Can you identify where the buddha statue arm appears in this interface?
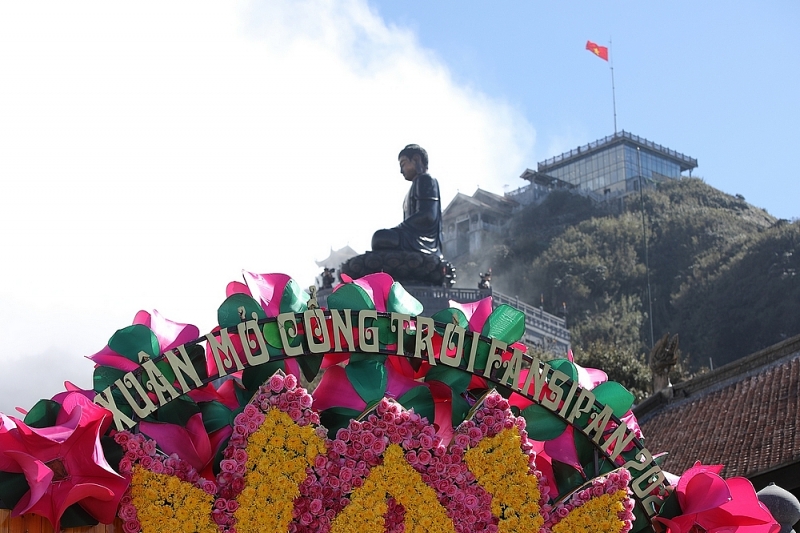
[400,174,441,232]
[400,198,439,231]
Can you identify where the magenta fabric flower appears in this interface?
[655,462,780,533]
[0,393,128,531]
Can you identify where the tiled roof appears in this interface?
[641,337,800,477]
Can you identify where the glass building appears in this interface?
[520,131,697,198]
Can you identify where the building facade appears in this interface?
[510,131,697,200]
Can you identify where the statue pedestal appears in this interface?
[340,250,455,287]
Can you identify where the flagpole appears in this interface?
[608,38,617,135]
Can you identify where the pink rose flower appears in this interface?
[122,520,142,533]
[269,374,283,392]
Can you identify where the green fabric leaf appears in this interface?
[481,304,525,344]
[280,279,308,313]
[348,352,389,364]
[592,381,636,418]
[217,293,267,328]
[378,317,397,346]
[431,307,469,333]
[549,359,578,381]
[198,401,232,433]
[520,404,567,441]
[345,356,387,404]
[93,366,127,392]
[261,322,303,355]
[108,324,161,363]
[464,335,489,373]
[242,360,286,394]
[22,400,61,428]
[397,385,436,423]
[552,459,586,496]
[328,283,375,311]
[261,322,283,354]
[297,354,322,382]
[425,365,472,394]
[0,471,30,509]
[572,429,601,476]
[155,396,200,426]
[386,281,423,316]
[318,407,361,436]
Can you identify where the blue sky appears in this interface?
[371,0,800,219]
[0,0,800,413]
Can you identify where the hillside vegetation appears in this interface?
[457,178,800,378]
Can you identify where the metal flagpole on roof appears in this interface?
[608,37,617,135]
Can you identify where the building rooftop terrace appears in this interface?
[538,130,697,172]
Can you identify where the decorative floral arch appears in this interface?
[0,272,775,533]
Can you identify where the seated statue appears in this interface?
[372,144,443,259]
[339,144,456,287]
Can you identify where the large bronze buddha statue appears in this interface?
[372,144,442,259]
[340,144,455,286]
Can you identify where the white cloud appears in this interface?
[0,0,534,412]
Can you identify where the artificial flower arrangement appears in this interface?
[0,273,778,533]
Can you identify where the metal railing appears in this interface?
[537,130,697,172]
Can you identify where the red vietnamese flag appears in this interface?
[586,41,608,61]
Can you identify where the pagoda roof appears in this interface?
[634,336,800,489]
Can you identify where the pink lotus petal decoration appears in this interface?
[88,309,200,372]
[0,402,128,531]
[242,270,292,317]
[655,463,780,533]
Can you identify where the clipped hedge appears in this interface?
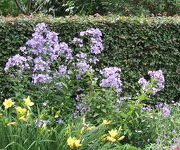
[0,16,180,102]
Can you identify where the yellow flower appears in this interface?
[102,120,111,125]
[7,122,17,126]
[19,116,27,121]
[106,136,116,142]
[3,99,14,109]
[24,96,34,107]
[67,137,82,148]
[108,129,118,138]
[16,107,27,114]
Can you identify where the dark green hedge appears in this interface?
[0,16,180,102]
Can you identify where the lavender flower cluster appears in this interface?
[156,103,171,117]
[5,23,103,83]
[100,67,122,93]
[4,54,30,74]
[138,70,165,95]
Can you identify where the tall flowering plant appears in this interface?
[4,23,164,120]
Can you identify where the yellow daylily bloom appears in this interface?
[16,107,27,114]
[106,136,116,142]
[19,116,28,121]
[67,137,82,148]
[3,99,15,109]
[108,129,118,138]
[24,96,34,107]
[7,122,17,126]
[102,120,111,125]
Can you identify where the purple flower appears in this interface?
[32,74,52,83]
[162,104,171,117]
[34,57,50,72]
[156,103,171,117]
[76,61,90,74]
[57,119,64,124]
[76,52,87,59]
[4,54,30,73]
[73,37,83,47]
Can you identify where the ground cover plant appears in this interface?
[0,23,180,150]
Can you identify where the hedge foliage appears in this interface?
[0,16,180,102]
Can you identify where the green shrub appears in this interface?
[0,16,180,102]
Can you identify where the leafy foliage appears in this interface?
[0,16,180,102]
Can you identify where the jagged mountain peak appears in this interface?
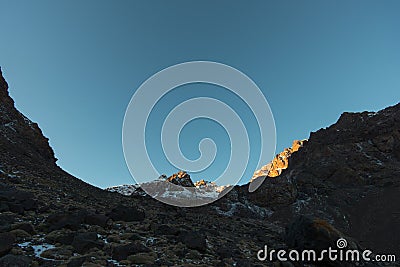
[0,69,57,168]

····················

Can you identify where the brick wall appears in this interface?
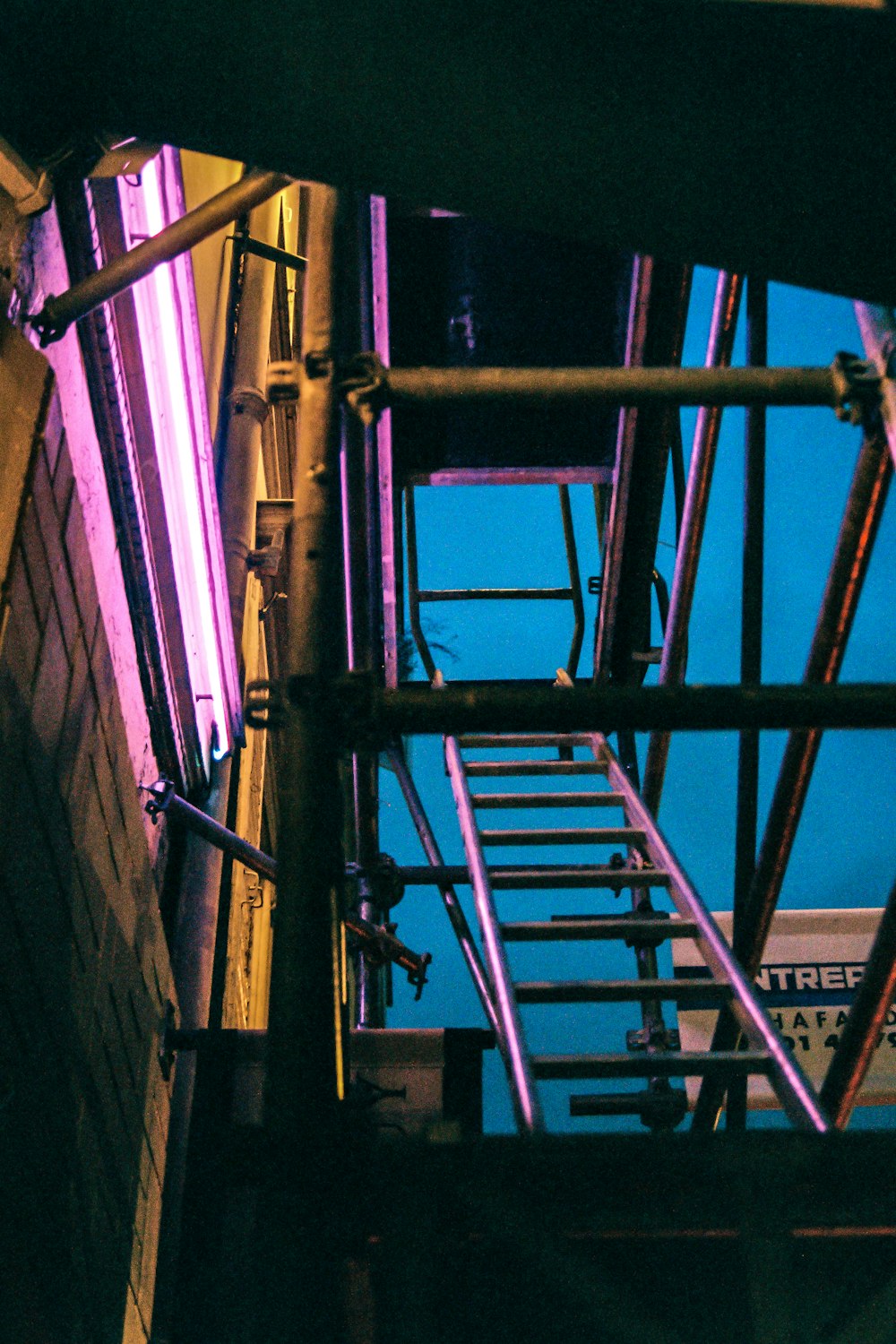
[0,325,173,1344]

····················

Problem details
Please write out again, word for word, the data from the line containing "Can you identify where the pink rose" through the line containing "[269,374,283,392]", both of those lines included.

Reply
Can you identify where the pink rose flower appears in this interface?
[122,520,142,533]
[269,374,283,392]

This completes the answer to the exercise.